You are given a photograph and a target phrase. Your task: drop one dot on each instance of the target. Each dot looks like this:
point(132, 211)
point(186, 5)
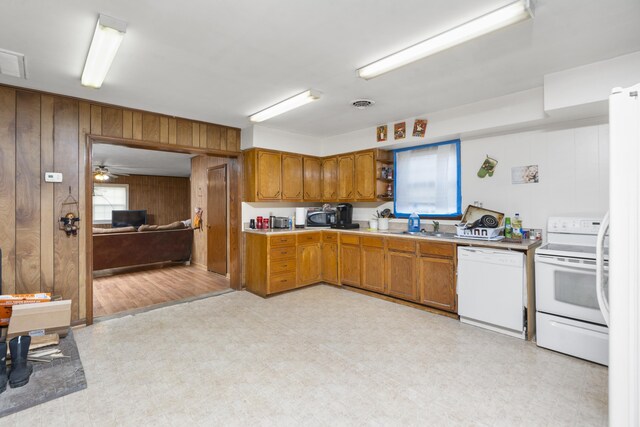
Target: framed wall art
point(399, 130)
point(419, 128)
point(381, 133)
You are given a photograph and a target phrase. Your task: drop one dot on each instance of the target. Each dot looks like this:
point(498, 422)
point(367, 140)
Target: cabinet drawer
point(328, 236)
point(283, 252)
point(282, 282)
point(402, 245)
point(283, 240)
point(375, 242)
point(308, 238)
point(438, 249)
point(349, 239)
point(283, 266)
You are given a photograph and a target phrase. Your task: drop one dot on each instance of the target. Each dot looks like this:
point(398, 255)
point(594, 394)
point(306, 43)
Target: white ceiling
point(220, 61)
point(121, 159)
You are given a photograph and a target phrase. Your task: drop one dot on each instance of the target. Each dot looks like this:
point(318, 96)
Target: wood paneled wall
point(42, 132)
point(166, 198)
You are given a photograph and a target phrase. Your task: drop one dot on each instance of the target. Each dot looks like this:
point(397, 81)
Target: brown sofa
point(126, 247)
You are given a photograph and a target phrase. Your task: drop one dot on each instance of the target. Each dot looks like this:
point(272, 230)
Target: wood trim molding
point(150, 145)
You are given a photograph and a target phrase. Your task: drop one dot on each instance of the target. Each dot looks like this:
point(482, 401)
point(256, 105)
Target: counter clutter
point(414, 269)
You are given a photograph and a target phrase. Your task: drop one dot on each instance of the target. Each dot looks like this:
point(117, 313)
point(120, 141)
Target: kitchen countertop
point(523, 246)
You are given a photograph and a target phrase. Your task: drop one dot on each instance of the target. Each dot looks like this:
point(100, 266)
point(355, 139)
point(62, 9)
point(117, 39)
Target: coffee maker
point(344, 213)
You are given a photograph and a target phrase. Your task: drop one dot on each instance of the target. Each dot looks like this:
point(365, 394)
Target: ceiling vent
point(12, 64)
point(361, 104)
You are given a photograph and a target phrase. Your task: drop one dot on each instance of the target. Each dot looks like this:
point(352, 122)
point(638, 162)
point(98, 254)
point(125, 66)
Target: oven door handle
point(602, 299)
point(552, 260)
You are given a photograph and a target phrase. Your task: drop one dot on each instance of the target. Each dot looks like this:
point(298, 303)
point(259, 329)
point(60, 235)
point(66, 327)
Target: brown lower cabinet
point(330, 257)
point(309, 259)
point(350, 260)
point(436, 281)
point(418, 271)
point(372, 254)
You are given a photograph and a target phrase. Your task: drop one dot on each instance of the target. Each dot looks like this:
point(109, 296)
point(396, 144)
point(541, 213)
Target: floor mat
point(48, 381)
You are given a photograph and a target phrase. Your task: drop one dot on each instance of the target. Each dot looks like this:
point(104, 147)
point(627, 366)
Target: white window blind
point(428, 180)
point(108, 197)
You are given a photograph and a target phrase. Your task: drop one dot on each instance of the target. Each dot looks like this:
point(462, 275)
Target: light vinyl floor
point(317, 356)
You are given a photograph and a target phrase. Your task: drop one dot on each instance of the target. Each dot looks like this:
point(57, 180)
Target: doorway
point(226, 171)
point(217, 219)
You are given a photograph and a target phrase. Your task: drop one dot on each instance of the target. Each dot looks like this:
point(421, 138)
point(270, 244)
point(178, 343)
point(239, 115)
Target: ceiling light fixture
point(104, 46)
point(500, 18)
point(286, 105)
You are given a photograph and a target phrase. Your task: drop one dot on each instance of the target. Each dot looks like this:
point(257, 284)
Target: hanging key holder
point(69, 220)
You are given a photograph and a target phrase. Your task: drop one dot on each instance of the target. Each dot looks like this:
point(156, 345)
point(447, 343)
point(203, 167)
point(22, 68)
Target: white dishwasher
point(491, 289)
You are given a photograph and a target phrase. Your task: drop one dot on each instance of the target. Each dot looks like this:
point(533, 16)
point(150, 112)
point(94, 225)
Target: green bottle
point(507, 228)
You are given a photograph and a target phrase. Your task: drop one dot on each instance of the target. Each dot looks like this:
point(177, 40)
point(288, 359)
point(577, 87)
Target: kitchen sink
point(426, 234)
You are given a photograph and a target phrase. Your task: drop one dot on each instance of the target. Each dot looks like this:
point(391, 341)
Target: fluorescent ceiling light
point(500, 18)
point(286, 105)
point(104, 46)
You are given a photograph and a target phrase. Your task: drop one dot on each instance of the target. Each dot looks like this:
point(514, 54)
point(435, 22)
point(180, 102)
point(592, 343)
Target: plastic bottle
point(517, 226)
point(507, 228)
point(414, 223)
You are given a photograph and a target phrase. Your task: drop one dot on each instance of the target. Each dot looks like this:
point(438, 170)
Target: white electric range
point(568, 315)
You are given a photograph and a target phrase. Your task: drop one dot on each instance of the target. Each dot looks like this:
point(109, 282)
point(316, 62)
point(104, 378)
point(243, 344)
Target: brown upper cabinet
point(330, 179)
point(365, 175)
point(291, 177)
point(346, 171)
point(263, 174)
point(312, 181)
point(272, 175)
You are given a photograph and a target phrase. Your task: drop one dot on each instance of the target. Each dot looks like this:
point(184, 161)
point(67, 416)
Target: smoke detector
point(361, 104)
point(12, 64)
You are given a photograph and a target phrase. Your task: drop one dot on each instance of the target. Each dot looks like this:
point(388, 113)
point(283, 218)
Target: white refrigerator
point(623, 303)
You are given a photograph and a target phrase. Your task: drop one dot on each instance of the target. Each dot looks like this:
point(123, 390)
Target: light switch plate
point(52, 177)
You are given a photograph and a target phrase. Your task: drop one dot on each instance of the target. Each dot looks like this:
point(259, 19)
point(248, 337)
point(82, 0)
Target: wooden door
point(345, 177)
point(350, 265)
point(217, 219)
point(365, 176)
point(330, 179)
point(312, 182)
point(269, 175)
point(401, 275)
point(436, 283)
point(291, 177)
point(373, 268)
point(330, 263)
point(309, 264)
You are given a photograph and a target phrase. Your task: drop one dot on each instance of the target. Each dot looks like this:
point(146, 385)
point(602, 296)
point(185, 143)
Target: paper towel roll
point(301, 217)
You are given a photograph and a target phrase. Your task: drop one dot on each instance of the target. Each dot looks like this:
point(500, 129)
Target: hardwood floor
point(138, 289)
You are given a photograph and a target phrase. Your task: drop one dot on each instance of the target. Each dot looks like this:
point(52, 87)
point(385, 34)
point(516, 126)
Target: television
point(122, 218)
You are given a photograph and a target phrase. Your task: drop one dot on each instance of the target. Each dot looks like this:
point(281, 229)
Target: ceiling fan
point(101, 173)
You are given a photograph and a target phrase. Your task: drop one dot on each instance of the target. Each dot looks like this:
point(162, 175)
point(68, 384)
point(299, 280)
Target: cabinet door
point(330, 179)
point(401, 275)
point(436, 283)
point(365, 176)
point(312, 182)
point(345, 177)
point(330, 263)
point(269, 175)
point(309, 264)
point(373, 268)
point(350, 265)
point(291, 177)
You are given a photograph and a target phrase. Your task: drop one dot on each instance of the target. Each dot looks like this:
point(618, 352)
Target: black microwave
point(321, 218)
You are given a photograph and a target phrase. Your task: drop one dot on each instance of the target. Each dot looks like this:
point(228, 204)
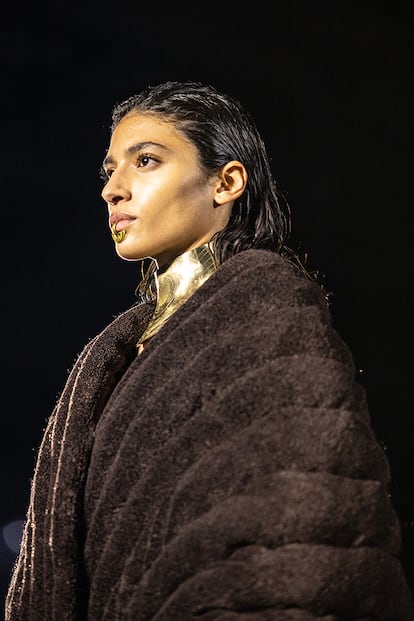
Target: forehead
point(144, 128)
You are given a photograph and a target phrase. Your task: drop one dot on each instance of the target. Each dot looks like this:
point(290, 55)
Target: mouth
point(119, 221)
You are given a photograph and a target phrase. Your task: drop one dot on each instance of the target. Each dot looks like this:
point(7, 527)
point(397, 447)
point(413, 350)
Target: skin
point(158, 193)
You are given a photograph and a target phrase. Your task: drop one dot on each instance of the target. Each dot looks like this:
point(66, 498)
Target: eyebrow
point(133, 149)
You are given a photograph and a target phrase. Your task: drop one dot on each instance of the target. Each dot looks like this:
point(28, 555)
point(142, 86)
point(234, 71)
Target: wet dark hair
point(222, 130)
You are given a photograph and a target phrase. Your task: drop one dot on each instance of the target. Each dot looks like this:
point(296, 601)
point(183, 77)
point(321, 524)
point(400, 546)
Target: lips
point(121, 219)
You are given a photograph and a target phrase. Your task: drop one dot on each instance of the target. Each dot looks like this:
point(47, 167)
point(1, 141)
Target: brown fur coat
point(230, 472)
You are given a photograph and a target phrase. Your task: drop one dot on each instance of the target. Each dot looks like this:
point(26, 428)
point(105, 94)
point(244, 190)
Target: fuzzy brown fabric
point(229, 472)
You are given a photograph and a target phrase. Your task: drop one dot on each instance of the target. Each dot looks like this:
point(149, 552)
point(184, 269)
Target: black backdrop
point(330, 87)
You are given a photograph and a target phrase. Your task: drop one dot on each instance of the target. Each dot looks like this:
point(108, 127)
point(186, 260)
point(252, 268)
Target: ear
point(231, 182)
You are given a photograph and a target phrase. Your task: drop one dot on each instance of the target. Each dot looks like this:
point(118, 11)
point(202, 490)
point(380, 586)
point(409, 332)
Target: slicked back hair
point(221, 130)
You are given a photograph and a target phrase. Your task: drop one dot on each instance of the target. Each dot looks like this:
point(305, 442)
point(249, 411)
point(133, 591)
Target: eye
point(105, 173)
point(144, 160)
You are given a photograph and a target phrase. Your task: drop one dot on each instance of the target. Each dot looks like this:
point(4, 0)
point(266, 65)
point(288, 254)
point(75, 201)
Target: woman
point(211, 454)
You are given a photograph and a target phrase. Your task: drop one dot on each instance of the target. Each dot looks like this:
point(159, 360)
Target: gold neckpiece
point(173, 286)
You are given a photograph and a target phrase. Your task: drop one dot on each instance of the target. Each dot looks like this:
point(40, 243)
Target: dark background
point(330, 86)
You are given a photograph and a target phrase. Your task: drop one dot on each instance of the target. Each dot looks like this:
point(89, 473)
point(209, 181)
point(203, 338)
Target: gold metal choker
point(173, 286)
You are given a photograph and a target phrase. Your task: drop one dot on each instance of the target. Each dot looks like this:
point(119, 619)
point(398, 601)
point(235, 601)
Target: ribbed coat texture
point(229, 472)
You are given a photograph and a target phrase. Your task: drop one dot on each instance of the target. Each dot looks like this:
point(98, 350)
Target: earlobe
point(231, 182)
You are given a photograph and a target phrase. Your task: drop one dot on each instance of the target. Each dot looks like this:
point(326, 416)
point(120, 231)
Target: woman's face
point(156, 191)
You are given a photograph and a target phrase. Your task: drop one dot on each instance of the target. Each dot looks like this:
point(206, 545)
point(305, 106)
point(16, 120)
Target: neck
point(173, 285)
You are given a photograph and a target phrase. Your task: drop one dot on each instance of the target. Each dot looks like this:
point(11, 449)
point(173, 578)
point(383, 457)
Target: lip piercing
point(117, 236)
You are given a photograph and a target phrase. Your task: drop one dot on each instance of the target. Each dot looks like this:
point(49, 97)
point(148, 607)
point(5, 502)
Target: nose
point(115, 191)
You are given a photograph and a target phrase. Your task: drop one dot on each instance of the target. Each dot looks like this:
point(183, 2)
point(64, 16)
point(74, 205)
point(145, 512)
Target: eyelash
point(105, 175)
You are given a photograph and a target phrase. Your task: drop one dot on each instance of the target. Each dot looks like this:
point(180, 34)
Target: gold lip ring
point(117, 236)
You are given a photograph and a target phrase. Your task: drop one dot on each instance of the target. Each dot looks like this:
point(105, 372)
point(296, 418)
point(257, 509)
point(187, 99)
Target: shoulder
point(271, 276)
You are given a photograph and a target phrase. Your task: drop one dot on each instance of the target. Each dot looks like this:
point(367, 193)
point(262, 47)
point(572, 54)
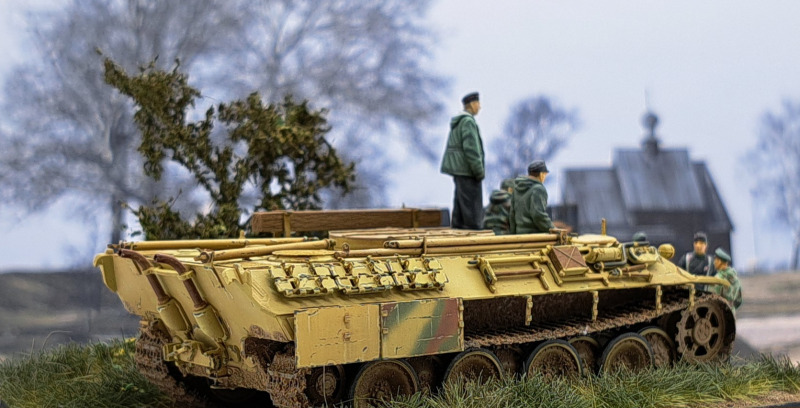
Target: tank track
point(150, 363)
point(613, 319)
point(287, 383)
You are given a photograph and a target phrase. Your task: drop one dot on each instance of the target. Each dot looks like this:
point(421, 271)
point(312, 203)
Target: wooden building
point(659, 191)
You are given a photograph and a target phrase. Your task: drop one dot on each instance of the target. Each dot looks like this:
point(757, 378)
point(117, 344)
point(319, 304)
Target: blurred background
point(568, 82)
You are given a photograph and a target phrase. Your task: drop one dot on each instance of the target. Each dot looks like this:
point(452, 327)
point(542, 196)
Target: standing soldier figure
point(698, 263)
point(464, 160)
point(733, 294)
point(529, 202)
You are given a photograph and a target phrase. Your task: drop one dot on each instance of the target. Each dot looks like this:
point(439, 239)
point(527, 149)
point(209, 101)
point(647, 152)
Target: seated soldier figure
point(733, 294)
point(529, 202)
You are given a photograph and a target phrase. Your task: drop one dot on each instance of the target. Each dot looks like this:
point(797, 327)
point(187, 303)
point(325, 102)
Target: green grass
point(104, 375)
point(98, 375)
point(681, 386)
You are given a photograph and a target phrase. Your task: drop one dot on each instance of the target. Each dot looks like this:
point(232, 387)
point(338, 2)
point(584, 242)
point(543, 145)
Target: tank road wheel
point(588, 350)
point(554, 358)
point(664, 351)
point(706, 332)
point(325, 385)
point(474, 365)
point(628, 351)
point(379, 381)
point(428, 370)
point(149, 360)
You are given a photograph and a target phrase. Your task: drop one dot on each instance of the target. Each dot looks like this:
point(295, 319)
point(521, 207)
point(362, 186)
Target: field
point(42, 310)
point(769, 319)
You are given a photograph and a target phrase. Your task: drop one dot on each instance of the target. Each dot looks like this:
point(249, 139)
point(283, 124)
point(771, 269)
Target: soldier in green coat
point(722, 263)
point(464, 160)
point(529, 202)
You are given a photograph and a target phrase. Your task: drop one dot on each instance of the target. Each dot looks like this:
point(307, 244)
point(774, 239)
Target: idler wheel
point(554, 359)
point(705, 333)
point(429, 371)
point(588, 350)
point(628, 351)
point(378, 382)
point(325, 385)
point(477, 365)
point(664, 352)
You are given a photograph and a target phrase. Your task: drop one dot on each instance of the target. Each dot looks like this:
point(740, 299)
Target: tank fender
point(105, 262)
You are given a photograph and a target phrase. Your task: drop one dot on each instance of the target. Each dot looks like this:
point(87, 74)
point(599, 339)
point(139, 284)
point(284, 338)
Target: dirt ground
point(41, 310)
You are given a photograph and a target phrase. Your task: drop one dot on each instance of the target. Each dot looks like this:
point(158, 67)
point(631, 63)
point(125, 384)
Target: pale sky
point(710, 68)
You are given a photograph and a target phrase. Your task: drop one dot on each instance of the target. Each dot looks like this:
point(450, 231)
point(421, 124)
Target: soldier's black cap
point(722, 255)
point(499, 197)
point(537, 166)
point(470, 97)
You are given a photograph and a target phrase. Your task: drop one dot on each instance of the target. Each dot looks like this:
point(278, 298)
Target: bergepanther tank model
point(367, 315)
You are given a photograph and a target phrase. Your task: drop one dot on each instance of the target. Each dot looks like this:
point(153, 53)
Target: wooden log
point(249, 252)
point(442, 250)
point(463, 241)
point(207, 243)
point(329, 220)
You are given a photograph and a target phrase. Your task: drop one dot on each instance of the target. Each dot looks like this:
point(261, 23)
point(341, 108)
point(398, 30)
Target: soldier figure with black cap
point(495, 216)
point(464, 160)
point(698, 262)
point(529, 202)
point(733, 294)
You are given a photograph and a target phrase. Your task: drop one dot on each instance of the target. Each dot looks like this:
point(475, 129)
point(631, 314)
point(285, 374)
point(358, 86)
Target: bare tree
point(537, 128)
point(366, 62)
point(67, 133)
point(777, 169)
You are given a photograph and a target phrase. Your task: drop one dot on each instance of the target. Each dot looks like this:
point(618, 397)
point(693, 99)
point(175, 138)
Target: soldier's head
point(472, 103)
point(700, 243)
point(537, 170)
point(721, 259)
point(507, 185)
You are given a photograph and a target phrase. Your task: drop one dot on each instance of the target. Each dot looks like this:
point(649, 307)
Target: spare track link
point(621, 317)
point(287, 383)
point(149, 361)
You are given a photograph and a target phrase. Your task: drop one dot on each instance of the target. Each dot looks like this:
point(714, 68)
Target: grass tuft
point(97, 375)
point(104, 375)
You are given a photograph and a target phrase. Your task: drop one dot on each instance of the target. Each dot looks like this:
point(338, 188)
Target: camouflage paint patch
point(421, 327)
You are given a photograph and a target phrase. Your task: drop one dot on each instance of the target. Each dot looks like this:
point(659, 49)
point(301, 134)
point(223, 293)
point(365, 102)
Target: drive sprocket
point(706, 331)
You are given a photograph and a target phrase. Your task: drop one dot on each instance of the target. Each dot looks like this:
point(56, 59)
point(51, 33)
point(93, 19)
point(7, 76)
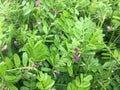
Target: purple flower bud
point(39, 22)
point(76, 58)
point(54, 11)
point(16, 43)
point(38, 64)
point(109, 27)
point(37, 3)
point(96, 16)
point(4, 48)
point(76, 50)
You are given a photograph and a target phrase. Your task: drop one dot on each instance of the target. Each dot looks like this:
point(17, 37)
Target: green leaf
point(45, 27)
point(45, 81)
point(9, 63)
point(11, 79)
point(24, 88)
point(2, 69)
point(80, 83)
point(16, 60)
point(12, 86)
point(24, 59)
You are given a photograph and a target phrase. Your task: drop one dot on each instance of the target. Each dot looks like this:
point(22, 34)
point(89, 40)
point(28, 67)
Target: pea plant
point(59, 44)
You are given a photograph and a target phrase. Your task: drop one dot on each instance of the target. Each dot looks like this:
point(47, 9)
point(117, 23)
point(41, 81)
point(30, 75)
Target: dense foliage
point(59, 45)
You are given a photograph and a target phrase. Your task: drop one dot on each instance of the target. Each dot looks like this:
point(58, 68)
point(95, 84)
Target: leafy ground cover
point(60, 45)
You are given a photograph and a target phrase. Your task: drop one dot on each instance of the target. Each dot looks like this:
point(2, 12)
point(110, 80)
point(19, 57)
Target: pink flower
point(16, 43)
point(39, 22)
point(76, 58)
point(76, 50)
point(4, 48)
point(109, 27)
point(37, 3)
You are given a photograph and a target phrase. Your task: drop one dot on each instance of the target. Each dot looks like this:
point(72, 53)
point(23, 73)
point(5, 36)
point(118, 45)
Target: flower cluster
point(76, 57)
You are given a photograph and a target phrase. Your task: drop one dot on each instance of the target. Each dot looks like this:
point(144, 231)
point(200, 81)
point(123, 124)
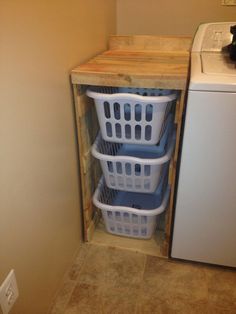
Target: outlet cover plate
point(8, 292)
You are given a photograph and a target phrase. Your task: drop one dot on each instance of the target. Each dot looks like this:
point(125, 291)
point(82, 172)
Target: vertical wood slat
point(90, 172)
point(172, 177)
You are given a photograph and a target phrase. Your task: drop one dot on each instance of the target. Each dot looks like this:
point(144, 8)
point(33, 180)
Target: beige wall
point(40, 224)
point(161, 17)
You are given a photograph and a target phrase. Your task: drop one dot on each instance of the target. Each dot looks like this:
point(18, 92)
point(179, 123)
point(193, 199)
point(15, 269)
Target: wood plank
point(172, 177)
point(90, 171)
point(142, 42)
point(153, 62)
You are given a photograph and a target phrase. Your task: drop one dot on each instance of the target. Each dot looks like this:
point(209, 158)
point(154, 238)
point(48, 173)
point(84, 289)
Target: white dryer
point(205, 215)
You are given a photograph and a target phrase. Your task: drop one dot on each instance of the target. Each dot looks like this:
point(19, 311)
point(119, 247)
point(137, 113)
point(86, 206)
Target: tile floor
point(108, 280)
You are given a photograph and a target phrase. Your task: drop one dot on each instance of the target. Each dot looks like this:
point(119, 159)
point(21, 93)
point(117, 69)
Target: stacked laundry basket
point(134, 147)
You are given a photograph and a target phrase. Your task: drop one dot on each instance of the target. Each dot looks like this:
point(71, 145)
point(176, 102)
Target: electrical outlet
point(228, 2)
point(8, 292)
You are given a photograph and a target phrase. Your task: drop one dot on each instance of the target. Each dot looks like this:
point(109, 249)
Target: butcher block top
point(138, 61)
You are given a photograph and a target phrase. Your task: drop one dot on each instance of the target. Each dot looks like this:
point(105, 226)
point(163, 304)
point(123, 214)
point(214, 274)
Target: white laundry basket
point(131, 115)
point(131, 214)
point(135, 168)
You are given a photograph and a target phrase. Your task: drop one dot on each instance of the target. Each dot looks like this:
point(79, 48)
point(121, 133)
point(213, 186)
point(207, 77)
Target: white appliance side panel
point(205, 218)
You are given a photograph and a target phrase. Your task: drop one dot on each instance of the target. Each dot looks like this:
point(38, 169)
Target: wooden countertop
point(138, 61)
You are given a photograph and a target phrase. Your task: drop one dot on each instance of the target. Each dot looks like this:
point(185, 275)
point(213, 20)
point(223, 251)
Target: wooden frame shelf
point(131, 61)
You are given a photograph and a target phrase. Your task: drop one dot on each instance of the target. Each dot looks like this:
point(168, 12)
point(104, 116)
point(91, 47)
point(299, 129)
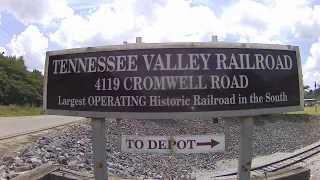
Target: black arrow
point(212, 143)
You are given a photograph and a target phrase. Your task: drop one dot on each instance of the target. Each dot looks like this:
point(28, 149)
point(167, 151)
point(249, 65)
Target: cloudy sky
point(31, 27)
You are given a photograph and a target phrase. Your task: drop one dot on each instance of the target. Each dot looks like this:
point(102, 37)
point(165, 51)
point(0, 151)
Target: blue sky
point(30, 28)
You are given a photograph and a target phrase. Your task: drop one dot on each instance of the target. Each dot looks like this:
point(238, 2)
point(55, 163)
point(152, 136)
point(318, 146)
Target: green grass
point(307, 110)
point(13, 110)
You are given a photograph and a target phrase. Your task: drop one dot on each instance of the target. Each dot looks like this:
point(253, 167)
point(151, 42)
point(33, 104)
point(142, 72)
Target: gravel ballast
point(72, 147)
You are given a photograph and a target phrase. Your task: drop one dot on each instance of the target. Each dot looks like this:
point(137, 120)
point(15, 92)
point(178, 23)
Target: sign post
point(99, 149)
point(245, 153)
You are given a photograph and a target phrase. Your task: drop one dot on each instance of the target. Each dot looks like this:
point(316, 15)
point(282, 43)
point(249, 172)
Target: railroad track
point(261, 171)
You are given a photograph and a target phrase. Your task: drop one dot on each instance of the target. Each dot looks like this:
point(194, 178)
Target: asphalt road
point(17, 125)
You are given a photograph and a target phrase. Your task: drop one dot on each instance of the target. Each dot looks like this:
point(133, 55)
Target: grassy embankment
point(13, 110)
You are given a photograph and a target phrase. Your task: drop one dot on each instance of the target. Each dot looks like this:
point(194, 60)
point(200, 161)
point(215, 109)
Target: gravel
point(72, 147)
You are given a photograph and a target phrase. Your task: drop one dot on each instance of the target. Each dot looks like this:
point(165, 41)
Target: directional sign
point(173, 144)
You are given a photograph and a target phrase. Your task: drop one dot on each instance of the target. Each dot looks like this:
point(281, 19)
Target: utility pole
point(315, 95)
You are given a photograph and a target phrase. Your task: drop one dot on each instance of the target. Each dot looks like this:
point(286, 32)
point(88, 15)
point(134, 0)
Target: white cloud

■ ■ ■

Starting at the first line of the listing above, write out each line exactly and nothing else until you reach the line containing "point(306, 43)", which is included as well; omit all pictures.

You are given a photograph and a target phrase. Your task: drop one dot on each instance of the target. Each dot looks like this:
point(132, 211)
point(186, 5)
Target: framed wall art
point(399, 130)
point(419, 128)
point(381, 133)
You are given a photograph and a target phrase. Your task: drop one dot on each instance of the target. Each dot looks like this:
point(498, 422)
point(367, 140)
Target: cabinet drawer
point(328, 236)
point(283, 252)
point(282, 282)
point(402, 245)
point(283, 240)
point(375, 242)
point(308, 238)
point(438, 249)
point(349, 239)
point(283, 266)
You are given a photograph and a target phrase. Your task: drop one dot on each instance of the target. Each dot looks like this:
point(398, 255)
point(594, 394)
point(306, 43)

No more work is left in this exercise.